# Extrait du document
########################################

Dans les rouages d’Inventeurs du Tigre du Sud
Inventeurs du Tigre du Sud de Shem Philips et S. J. Macdonald est le dernier opus de la trilogie du même nom. Souvenez vous, on avait commencé par Voyageurs du Tigre du Sud en 2022 (notre article), suivi de Érudits du Tigre du Sud en 2023 (vous pouvez lire l’excellent article de Saka Saka qui malheureusement nous a quittés).
Après Pillards de la Mer du Nord, Shem Phillips et sa maison d’édition Garphill Games, collabore avec S. J. Macdonald pour réaliser la trilogie de l’Ouest, puis celle du Sud et prochainement vers l’Est. Chacune de ces trilogies a son twist mécanique, et dans celle-ci c’est l’utilisation des dés (entre autres choses). Avec cet opus le fameux duo parviendra-t-il à réinventer le genre ?

########################################

Entrées de pointage d'objets étiquetés:
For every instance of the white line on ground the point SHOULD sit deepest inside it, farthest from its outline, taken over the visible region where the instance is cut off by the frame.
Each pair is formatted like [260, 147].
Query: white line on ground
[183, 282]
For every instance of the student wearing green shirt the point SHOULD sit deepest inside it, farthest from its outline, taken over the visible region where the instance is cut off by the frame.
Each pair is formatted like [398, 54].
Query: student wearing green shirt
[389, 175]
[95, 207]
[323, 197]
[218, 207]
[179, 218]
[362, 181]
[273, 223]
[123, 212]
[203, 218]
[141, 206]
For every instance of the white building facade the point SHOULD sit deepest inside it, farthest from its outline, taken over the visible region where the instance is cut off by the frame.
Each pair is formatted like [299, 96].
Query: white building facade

########################################

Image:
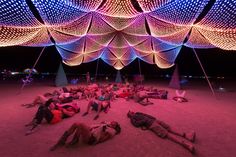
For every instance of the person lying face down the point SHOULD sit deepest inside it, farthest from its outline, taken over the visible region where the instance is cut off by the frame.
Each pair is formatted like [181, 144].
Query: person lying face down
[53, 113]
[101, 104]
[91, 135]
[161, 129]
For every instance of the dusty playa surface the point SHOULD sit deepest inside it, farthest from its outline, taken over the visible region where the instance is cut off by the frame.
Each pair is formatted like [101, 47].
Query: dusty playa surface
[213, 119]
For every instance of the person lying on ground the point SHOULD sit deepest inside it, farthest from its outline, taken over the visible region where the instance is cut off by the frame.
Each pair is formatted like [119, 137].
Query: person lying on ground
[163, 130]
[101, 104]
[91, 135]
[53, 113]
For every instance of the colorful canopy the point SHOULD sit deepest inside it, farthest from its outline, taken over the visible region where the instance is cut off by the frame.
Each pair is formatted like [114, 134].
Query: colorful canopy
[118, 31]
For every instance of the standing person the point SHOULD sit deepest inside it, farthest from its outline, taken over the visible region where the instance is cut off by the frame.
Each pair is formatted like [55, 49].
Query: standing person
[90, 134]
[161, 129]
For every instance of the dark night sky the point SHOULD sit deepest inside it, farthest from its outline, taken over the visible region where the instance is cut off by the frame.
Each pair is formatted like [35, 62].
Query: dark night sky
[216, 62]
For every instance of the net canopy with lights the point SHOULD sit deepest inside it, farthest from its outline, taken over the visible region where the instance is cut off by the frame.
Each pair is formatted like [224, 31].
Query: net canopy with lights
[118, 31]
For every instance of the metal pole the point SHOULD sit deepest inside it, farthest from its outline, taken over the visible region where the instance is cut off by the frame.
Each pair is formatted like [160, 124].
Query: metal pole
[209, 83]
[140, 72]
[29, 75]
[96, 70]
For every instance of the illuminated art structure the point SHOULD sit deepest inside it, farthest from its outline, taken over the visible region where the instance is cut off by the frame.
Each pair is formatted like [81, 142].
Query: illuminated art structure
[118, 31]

########################################

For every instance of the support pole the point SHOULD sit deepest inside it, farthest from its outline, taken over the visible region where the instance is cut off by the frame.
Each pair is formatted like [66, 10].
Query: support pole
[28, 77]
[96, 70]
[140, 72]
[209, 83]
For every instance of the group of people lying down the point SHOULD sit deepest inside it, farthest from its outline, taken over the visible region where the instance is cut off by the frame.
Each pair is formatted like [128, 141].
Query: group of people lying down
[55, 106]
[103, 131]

########################################

# Consignes de l'exercice
**1)** Recopiez mot pour mot le passage du texte sur Inventeurs du Tigre du Sud, depuis « Après Pillards de » jusqu'à « réinventer le genre ? ».
**2)** D'après le texte sur Inventeurs du Tigre du Sud, quel est le twist mécanique de la trilogie du Sud ?
**3)** Rédigez la suite du texte sur Inventeurs du Tigre du Sud, en reprenant après sa dernière phrase.

# Liste des réponses
**1)**
Après Pillards de la Mer du Nord, Shem Phillips et sa maison d’édition Garphill Games, collabore avec S. J. Macdonald pour réaliser la trilogie de l’Ouest, puis celle du Sud et prochainement vers l’Est. Chacune de ces trilogies a son twist mécanique, et dans celle-ci c’est l’utilisation des dés (entre autres choses). Avec cet opus le fameux duo parviendra-t-il à réinventer le genre ?

**2)** L'utilisation des dés (entre autres choses).

**3)**
La boite couleur jaune nous présente deux personnes sous une tente qui admirent un oiseau de métal avec quelques outils, des plans, etc. Le ton est donné : nous allons inventer des tas de “trucs”, les fabriquer, les éditer, les tester. Il nous faudra former nos artisans, développer nos ateliers, tout cela afin de marquer le plus de points de victoire. Cet opus fourmille de nombreux concepts qu’il faudra appréhender. À son tour, on peut poser un de nos ouvriers sur le plateau afin de réaliser une action, ou bien utiliser un ou plusieurs dés pour réaliser une action.
Nos dés sont placés sur notre plateau sur quatre étages : tout en bas ils sont épuisés, on ne peut pas les utiliser, au-dessus, ils sont prêts à l’utilisation. On peut moyennant action, les monter d’un étage à l’autre. Plus ils sont hauts, et plus on peut jouer avec leur valeur.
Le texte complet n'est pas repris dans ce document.